# The problem
Across the listing below, how many lines include the string "point"? Reply with the number alone.

# Material provided
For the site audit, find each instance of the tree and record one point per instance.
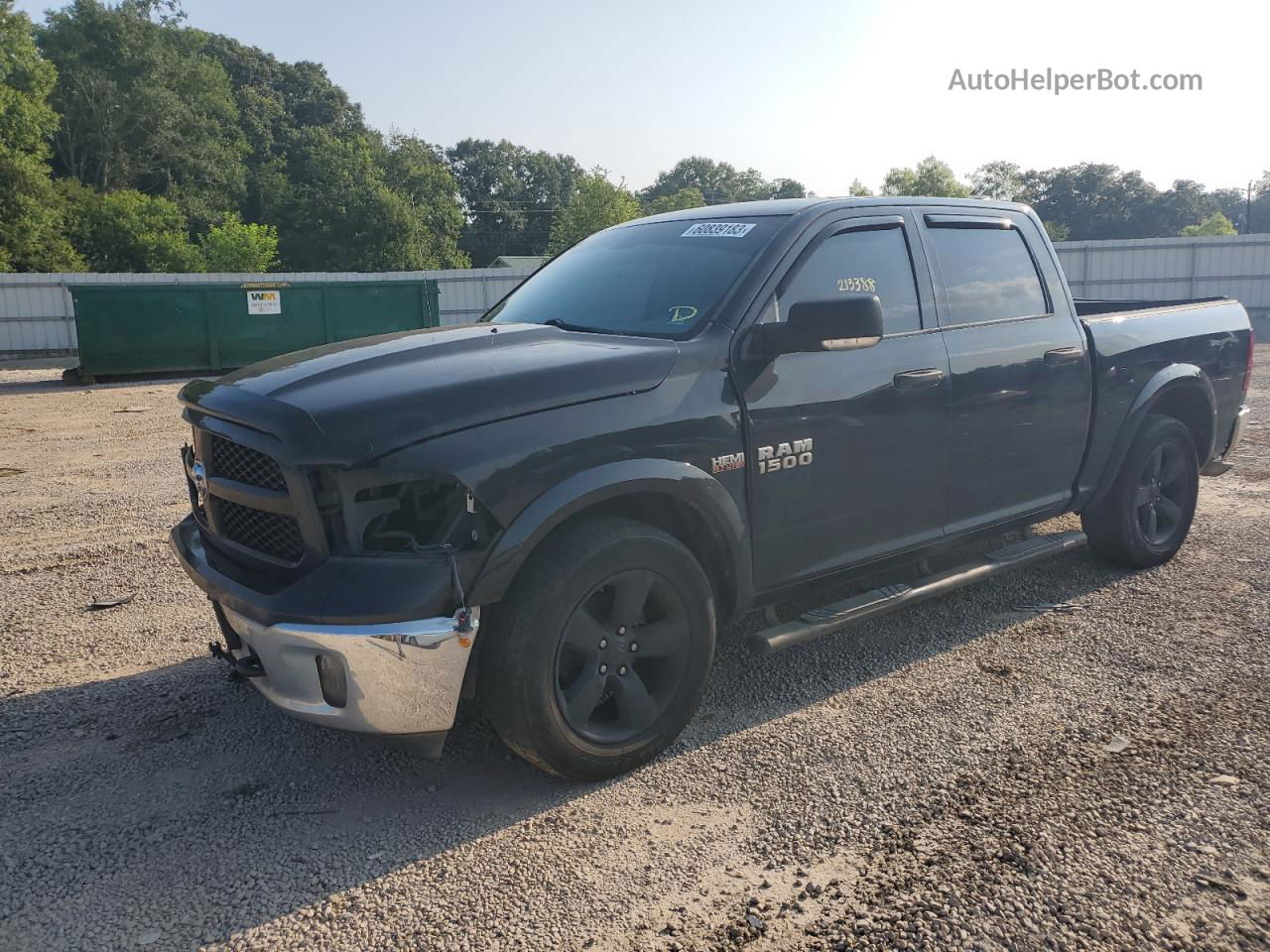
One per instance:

* * *

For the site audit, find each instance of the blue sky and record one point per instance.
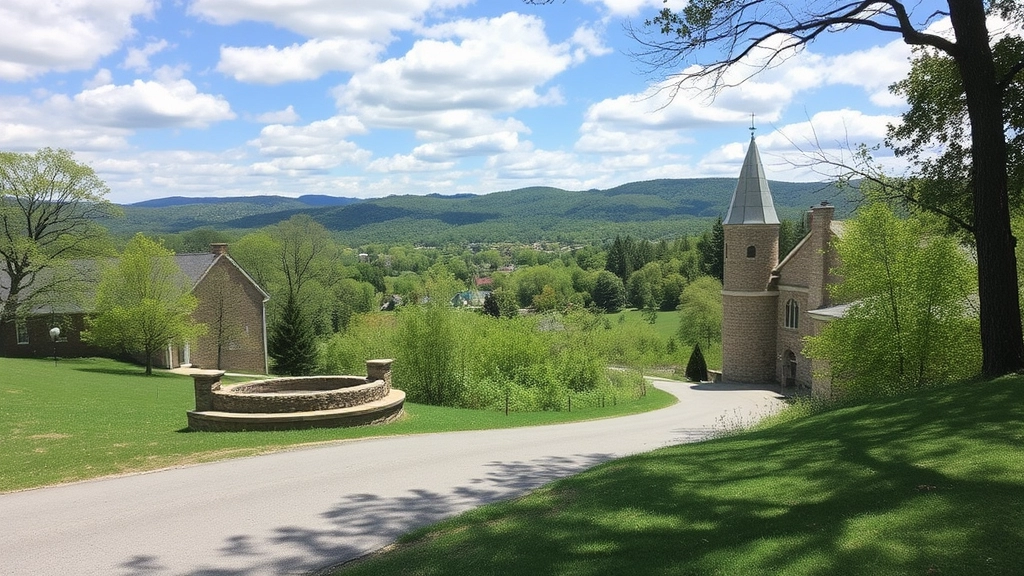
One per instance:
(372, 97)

# The completed task
2